WRITTEN INSTRUCTION — Put the lines of the records below into a numbered list, beginning at the line that contains "Where can you spot the flag" and ending at the last line of the records. Leave out any blank lines.

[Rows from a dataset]
──────────────────────────────

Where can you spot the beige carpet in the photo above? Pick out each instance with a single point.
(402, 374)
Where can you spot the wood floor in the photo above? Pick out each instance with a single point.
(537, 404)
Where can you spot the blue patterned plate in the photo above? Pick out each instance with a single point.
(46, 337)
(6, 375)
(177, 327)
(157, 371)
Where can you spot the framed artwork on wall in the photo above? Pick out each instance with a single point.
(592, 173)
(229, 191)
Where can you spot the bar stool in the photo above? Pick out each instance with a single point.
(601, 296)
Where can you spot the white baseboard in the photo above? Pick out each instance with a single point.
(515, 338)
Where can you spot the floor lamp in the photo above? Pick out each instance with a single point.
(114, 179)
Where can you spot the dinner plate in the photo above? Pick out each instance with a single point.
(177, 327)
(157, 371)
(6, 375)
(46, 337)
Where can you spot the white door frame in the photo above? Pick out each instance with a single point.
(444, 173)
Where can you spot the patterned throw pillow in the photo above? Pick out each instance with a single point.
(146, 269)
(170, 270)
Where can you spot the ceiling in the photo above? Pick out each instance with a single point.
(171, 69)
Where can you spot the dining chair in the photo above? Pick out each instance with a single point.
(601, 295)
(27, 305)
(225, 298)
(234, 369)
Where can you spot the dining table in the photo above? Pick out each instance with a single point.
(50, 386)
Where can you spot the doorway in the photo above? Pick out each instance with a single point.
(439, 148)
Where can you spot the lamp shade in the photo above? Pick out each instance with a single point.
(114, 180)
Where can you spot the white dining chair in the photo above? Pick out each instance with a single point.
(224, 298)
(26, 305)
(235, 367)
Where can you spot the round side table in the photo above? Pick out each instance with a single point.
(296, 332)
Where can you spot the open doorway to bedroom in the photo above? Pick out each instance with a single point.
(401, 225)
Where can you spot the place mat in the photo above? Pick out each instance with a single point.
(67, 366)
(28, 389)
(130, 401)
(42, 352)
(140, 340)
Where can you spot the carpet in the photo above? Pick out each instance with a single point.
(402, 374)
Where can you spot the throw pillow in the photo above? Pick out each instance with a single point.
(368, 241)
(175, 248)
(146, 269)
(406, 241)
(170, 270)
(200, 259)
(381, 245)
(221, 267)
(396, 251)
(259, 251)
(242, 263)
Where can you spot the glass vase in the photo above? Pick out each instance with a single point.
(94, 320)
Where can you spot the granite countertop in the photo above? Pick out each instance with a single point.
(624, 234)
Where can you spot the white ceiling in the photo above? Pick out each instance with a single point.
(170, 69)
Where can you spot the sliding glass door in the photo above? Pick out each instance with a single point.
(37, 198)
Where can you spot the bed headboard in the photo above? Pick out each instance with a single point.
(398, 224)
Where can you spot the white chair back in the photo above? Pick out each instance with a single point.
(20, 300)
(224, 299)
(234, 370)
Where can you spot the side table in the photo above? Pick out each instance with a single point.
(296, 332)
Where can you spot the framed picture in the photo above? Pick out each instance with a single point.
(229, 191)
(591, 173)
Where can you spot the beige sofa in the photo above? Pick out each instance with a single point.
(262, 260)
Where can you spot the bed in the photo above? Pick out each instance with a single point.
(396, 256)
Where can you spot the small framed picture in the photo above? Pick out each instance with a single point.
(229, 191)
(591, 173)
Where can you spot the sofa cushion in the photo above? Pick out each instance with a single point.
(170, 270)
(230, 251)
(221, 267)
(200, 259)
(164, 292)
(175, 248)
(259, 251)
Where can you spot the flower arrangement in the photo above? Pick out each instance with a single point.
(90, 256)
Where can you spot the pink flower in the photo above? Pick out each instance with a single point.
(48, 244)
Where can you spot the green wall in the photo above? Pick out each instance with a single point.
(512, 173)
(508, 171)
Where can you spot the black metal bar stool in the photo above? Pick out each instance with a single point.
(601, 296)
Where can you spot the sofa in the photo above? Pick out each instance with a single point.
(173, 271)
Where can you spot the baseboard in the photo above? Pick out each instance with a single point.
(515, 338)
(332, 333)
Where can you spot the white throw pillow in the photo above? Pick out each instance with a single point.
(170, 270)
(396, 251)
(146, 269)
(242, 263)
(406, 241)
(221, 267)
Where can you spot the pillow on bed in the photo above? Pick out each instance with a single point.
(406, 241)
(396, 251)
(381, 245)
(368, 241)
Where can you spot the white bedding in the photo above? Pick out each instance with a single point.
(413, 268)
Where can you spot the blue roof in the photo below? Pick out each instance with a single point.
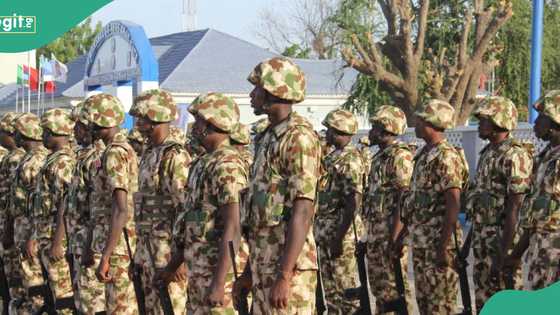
(209, 60)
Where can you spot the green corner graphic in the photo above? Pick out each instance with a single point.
(26, 25)
(510, 302)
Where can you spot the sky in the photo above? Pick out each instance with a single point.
(161, 17)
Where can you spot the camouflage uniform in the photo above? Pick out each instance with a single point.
(437, 169)
(117, 169)
(541, 216)
(24, 183)
(503, 169)
(343, 177)
(163, 174)
(8, 166)
(286, 167)
(220, 182)
(52, 185)
(389, 178)
(88, 290)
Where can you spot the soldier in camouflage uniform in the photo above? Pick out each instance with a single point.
(8, 166)
(502, 179)
(88, 291)
(389, 182)
(29, 136)
(48, 239)
(539, 227)
(163, 174)
(431, 210)
(282, 196)
(212, 207)
(340, 194)
(112, 214)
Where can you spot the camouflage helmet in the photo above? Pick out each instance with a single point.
(156, 105)
(104, 110)
(260, 126)
(549, 105)
(391, 118)
(7, 122)
(135, 135)
(240, 134)
(500, 110)
(438, 113)
(280, 77)
(342, 120)
(29, 125)
(217, 109)
(58, 121)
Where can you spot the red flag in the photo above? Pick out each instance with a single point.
(33, 79)
(49, 86)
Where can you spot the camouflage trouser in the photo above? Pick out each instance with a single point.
(302, 299)
(338, 275)
(544, 259)
(436, 291)
(199, 285)
(177, 291)
(89, 292)
(382, 276)
(119, 293)
(59, 277)
(484, 251)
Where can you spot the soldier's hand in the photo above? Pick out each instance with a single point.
(56, 252)
(336, 249)
(241, 286)
(31, 248)
(102, 272)
(280, 293)
(216, 295)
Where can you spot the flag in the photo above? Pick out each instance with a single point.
(20, 80)
(46, 69)
(59, 70)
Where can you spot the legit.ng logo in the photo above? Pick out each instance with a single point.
(18, 24)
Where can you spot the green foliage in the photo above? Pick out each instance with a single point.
(73, 43)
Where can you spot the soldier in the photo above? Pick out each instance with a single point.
(48, 239)
(432, 208)
(389, 182)
(29, 136)
(212, 207)
(89, 292)
(282, 194)
(501, 182)
(539, 226)
(112, 214)
(340, 196)
(163, 175)
(8, 166)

──────────────────────────────

WRITTEN RESPONSE —
1. Where can you spot the flag in the photo above? Pick out each instance with a single point.
2. (20, 80)
3. (46, 69)
4. (59, 70)
5. Where can you spot the legit.ng logo in the photo above? Pick out each instance with a single point.
6. (18, 24)
7. Where can you spot the green foliage in the photo above? Pick out each instance with a single point.
8. (73, 43)
9. Where can you spot the soldier in the photo above? Pick out each instance with a single point.
10. (48, 239)
11. (432, 208)
12. (389, 182)
13. (29, 136)
14. (212, 207)
15. (89, 292)
16. (282, 194)
17. (501, 182)
18. (539, 226)
19. (112, 214)
20. (340, 196)
21. (163, 175)
22. (8, 166)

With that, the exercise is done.